#### [DOCUMENT]

>> begin

The Stronghold in the Rif

MOROCCO | Wednesday, 15 February 2017 | Views [724]

I was woken at dawn, by the eerie sound of discordant muezzins calling to prayer.

When I left it was pouring with rain. The alleys of Tangier were rivers, waterfalls. I managed to find my way out of the labyrinthine Medina to the 'ville nouvelle', and get to the city's bus station, but by the time I arrived I was thoroughly soaked. Inside it was as grimy and damp as a subway station on a wet day. A portrait of Morocco's king looked swarthily down on the dirt and the shouting men. I bought a ticket to Chefchaouen, a city in the Rif mountains that I had read about. After drinking a coffee in the dank and smoky bar and embarassingly smashing the glass with my suitcase, I boarded a bus that was half full, mostly of other foreigners, and sat down, still damp. We rolled down to the port and idled by the water, beneath the sodden Medina which piled up the hillside. A Moroccan man, who spoke no English or French, got on and gave me to understand, in Spanish which we could both barely speak, that I was in his seat. I got up and moved to the back seat of the bus, next to a plump German girl.

Thus we left Tangier, and entered a region of green hills. I had no idea Morocco looked like this - on a wet day like today it could have been Britain.

>> end

#### [TASK REQUIREMENTS]
• 1. For each statement, say whether it agrees with the account of the trip from Tangier, answering yes or no and quoting the deciding words: (a) The bus the writer boarded was full. (b) A portrait of Morocco's king was in the bus station. (c) The Moroccan man spoke to the writer in French.
• 2. Please tally the lines of the records that contain the word "below" and give only the number.
The records have no connection to the account.

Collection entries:

>> begin

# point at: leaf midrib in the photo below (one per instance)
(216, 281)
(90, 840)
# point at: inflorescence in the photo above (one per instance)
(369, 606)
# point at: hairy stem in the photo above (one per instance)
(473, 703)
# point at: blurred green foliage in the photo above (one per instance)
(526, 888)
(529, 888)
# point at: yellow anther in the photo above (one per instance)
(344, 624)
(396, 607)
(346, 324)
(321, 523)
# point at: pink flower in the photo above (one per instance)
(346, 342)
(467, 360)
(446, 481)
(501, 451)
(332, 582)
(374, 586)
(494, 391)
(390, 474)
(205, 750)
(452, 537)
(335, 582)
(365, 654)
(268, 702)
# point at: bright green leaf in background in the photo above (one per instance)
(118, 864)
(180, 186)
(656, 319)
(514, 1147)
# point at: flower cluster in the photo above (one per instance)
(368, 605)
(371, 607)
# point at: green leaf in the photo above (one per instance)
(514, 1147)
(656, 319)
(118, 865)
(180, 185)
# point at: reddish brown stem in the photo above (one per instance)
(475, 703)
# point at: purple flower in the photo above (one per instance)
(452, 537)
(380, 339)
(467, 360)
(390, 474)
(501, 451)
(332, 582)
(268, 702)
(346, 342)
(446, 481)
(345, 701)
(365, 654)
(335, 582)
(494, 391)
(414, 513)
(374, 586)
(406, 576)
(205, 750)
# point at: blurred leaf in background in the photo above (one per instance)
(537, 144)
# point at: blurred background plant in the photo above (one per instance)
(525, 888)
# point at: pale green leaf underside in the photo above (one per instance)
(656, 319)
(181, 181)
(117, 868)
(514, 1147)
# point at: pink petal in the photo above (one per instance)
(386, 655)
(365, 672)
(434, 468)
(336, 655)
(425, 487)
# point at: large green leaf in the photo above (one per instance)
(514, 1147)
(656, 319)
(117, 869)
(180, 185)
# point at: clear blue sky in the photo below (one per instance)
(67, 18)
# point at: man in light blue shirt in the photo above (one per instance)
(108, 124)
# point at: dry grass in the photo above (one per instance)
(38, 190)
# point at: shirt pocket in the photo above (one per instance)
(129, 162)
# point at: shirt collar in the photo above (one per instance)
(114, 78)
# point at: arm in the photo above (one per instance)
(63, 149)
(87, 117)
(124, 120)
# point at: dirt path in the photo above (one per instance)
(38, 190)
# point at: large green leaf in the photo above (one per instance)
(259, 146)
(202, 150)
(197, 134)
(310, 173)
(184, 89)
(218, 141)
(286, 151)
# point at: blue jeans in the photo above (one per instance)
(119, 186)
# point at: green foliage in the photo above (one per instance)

>> end

#### [RESPONSES IN ORDER]
• 1.
(a) No: "I boarded a bus that was half full"
(b) Yes: "A portrait of Morocco's king looked swarthily down on the dirt and the shouting men."
(c) No: "in Spanish which we could both barely speak"

• 2. 2